* BEGIN DATA SHOWN *
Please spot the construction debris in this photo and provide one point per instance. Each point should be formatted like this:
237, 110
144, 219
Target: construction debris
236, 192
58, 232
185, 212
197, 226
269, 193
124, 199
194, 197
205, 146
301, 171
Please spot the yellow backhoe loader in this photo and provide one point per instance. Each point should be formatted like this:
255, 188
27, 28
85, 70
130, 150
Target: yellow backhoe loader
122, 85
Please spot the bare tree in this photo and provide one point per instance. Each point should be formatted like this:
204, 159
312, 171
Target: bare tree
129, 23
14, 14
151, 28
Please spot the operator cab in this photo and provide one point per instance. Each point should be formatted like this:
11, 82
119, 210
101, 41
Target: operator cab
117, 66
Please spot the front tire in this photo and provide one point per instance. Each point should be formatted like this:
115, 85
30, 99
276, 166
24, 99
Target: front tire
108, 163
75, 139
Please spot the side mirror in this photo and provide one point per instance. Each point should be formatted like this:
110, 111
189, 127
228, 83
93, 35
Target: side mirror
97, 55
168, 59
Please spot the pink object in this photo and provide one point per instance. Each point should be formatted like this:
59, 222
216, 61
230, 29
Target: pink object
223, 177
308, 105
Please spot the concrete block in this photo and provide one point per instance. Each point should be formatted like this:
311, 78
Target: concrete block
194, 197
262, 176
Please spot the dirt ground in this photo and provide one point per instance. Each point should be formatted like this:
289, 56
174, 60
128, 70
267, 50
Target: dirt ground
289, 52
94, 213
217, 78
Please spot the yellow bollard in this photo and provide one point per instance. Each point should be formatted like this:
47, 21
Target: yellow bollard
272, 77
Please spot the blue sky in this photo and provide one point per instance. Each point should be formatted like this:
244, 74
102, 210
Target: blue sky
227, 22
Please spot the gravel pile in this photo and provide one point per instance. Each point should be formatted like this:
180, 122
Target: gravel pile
* END DATA SHOWN *
Please pull every line from the records above and reproduce each one without any change.

Please spot the construction debris in this photo and provide one point per instance. Each point should be formatted like this:
237, 110
144, 219
Target: construction debris
236, 192
58, 232
185, 212
197, 226
269, 193
124, 199
194, 197
205, 146
301, 171
Please spot the yellow backhoe loader in this photo and provide one point per instance. Each point should be formatted like this:
255, 188
27, 28
85, 70
130, 150
Target: yellow backhoe loader
122, 85
Please spot the bare tree in this photo and provide one point per instance. Each point should be formatted like this:
204, 159
312, 171
Target: bare tree
129, 23
14, 14
151, 28
Please spot the operator cab in this photo and provide one point per instance. Each point should be formatted like this:
11, 82
119, 210
101, 41
Target: operator cab
117, 66
Please spot the front tire in this photo and provide one point per instance. Each point should be formatted like this:
115, 85
30, 99
276, 166
24, 99
Target: front tire
108, 163
75, 139
Please spot the side mirror in this photo and provide one point per instance. Each point should be formatted like this:
110, 111
189, 127
228, 83
93, 35
Target: side mirror
97, 55
168, 59
Please spot the pink object in this photo and provide one point per instance. Each point should be formatted like this:
59, 222
216, 61
230, 29
Target: pink object
223, 177
308, 105
Please spot the concrete block in this photo and provide one point per instance. Each point should be formatted like this:
311, 78
Target: concrete block
194, 197
262, 176
Please spot the dirt ground in this photo and provide one point per instance. Each point should be formatted like this:
289, 56
174, 60
128, 70
267, 50
Target: dirt ground
289, 52
94, 213
217, 78
Please spot the yellow bollard in this photo and provide one point per instance. Each point should be formatted like this:
47, 21
Target: yellow bollard
272, 77
Please spot the blue sky in this photo and provide one point per instance. Each point should be formatted like this:
244, 74
102, 210
Target: blue sky
227, 22
Please spot the gravel pile in this photo and provide one point per instance. Each point should be formatted like this:
180, 122
Target: gravel pile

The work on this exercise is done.